Exercise instructions
Edit the material from the line containing "Mark one point on every instance of the woman's" through the end of the material, replacing "woman's hand" with "woman's glove" everywhere and leaving everything else unchanged. Give only those edited lines.

Source data
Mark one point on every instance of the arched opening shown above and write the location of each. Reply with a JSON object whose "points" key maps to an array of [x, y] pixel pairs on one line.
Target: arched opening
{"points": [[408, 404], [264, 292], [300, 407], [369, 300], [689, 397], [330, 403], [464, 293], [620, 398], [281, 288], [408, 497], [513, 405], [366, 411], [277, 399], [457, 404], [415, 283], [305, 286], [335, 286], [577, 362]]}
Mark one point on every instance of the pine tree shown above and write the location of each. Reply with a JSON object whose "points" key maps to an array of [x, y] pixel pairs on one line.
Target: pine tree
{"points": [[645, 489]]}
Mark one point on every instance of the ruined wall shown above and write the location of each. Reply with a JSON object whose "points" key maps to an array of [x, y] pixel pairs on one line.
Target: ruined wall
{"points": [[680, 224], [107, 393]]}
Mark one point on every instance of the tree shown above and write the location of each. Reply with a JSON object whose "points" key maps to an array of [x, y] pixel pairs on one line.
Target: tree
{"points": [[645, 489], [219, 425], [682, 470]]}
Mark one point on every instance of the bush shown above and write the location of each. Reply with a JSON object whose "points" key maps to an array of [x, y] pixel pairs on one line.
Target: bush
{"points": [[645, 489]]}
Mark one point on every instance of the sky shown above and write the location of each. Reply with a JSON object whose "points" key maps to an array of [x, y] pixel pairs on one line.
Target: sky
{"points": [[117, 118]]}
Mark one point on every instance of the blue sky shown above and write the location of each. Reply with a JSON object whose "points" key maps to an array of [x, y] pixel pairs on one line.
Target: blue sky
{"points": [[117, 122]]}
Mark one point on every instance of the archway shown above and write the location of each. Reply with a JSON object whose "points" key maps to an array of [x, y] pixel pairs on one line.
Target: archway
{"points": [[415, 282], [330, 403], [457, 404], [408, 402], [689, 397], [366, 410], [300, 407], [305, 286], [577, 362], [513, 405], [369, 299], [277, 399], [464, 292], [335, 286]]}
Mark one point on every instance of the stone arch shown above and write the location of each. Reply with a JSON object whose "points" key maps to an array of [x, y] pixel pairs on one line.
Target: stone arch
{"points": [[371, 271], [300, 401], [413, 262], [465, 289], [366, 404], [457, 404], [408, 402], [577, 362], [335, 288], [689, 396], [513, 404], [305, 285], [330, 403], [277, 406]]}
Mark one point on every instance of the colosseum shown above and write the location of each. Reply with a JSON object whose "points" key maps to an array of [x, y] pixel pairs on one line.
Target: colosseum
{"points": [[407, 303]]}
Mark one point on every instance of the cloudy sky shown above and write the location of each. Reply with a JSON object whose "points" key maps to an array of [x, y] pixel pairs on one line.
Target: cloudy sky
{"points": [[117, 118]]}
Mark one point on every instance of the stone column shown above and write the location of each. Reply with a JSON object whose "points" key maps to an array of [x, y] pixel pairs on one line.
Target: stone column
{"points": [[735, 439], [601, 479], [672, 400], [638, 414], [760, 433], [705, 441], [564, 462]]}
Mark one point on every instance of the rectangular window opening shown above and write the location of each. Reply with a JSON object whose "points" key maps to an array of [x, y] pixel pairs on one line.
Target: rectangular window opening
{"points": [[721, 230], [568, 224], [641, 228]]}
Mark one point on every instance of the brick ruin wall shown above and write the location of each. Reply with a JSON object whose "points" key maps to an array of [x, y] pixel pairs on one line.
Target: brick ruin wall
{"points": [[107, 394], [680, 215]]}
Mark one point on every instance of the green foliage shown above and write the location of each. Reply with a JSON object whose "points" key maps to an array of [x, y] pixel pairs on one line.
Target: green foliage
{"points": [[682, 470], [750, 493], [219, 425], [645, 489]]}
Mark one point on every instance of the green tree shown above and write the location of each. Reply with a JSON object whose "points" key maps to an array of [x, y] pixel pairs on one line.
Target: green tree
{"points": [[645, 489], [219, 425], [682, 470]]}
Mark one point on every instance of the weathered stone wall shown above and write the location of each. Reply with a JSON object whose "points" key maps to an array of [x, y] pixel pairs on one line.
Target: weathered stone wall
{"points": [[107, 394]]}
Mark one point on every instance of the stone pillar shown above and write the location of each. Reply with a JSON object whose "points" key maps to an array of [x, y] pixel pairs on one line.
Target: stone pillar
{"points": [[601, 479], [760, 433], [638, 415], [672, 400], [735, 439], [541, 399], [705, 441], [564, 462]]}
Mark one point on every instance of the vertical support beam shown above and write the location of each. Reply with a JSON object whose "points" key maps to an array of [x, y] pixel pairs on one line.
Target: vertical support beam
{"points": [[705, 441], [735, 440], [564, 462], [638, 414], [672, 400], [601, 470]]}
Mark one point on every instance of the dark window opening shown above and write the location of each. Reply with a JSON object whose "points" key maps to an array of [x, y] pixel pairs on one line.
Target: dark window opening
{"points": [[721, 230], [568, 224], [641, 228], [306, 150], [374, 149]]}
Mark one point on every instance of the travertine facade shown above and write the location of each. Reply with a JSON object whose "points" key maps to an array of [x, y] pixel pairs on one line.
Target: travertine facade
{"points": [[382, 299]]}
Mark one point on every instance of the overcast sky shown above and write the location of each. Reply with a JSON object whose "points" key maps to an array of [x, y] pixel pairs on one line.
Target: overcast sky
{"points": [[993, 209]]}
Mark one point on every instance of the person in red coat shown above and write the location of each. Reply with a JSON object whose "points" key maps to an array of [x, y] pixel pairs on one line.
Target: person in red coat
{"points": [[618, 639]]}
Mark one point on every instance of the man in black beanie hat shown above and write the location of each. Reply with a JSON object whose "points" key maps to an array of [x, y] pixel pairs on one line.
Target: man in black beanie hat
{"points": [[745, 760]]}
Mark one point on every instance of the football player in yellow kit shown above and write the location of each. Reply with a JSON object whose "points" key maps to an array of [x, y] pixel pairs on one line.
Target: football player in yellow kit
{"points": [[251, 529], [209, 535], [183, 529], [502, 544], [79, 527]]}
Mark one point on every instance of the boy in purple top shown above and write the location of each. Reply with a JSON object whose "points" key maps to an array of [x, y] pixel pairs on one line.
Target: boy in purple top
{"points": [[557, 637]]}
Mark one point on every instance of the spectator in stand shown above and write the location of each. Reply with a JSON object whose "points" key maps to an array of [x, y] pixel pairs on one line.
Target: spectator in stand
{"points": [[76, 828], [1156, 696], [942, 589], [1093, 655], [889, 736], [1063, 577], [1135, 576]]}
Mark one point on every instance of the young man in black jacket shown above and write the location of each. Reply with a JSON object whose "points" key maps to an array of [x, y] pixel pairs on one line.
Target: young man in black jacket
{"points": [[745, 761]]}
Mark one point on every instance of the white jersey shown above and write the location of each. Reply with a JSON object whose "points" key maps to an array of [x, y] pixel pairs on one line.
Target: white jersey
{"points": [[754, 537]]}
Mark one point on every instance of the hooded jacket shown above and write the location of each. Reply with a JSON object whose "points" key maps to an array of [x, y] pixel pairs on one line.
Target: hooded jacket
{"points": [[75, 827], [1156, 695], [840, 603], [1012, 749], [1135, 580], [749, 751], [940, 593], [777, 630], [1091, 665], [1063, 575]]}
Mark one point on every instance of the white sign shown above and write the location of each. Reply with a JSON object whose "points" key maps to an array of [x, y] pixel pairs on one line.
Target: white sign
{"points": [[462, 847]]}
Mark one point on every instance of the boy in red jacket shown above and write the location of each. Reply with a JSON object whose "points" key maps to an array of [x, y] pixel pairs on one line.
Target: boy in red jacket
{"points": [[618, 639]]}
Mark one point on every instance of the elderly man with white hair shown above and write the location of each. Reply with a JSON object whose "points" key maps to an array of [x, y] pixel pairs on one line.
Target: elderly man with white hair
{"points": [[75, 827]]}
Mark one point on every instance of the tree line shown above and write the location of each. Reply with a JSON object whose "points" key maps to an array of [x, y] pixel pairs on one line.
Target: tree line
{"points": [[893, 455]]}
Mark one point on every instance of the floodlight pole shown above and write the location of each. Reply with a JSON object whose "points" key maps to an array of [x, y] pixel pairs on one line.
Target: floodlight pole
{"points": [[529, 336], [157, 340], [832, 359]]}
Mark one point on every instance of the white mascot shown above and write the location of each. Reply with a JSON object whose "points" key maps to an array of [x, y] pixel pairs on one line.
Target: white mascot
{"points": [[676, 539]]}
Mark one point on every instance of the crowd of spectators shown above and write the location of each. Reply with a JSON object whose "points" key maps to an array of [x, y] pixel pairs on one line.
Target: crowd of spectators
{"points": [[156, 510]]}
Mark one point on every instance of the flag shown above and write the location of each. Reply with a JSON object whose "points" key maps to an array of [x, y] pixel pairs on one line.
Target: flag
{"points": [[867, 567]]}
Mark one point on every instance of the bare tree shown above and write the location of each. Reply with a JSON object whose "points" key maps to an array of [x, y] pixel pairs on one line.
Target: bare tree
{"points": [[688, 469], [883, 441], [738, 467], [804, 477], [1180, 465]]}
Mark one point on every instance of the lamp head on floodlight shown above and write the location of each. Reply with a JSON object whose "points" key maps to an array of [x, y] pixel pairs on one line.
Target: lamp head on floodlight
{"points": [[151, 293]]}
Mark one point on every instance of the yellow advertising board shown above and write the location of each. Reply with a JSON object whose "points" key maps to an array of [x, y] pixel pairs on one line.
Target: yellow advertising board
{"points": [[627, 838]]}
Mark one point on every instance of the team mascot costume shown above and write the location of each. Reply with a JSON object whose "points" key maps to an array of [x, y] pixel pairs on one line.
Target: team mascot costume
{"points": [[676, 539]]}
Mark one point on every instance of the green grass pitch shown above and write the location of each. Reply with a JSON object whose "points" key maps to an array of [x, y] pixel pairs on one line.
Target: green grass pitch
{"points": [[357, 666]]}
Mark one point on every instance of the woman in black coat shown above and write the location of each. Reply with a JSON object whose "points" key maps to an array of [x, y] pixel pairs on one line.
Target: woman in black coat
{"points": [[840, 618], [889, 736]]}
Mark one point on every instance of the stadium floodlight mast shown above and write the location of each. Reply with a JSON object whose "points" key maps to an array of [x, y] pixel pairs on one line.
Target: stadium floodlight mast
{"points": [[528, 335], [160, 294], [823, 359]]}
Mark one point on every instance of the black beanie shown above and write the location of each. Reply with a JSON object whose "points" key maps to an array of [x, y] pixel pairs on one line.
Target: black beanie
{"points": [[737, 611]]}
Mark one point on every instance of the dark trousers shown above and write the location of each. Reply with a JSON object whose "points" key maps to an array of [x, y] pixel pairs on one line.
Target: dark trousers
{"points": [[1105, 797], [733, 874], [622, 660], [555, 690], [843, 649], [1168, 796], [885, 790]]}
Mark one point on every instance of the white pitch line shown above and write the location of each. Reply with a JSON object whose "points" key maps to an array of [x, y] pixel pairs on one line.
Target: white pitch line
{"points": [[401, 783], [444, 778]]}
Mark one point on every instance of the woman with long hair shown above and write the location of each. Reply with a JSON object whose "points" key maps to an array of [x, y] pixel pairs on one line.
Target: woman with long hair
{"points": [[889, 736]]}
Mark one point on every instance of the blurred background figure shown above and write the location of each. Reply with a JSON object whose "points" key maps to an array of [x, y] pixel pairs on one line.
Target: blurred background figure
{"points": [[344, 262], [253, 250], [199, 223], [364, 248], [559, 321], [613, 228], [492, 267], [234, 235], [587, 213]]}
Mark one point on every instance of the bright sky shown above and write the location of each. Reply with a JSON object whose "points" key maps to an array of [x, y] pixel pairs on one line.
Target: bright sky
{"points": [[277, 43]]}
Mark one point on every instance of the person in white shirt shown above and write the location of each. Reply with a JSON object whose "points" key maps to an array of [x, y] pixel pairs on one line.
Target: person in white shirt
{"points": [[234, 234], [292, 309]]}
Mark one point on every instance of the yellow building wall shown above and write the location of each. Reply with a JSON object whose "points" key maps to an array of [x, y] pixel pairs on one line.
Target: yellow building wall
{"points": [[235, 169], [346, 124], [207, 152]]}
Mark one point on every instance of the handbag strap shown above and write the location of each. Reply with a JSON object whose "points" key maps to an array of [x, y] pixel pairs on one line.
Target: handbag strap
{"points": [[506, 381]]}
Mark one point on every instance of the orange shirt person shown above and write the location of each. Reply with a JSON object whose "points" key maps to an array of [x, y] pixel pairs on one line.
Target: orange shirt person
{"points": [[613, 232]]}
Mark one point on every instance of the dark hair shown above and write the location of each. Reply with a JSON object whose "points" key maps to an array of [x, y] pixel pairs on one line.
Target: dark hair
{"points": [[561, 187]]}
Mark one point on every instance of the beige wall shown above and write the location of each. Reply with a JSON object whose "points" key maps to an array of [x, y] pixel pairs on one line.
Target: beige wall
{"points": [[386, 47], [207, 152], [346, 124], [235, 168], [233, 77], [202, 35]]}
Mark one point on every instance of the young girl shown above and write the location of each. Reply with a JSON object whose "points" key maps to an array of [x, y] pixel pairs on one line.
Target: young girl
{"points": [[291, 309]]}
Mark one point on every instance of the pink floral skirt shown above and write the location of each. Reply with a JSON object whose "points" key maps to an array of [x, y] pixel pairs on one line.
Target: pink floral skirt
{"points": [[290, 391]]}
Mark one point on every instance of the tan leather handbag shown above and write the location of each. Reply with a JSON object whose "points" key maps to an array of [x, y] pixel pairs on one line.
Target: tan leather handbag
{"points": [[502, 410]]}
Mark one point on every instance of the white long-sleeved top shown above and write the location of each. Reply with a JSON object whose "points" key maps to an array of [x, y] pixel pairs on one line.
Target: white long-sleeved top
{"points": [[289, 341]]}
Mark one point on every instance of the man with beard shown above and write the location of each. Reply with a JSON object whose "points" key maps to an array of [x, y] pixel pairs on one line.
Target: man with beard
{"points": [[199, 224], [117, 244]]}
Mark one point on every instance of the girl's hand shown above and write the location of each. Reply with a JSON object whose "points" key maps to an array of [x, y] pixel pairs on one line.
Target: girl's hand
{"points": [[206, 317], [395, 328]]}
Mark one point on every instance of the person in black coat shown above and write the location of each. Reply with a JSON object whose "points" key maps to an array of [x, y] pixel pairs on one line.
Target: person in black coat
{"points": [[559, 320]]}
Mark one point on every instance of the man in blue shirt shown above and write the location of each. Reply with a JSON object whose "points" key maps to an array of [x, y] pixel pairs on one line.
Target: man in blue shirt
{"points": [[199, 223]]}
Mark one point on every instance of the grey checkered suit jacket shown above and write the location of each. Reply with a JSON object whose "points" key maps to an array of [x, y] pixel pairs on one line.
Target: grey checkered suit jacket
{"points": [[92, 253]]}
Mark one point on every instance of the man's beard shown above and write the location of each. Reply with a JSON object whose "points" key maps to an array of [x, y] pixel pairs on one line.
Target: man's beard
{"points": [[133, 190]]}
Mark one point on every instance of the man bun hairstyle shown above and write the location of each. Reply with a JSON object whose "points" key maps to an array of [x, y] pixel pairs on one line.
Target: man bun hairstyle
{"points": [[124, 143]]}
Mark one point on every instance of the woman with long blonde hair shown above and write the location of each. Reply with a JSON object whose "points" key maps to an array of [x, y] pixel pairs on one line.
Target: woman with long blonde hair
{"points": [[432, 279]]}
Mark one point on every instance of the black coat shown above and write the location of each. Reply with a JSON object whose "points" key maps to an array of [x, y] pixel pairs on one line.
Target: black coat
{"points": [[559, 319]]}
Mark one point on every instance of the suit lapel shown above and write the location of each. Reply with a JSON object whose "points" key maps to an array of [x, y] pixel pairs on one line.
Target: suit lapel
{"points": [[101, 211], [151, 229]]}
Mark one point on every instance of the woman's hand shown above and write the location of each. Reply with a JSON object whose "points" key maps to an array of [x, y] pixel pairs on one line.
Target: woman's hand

The output
Mark one point on every instance of the woman's glove shown above and write the location of each. Reply with a JSON object whose "points" key maps to an array of [x, y] pixel pairs on one line.
Target: woman's glove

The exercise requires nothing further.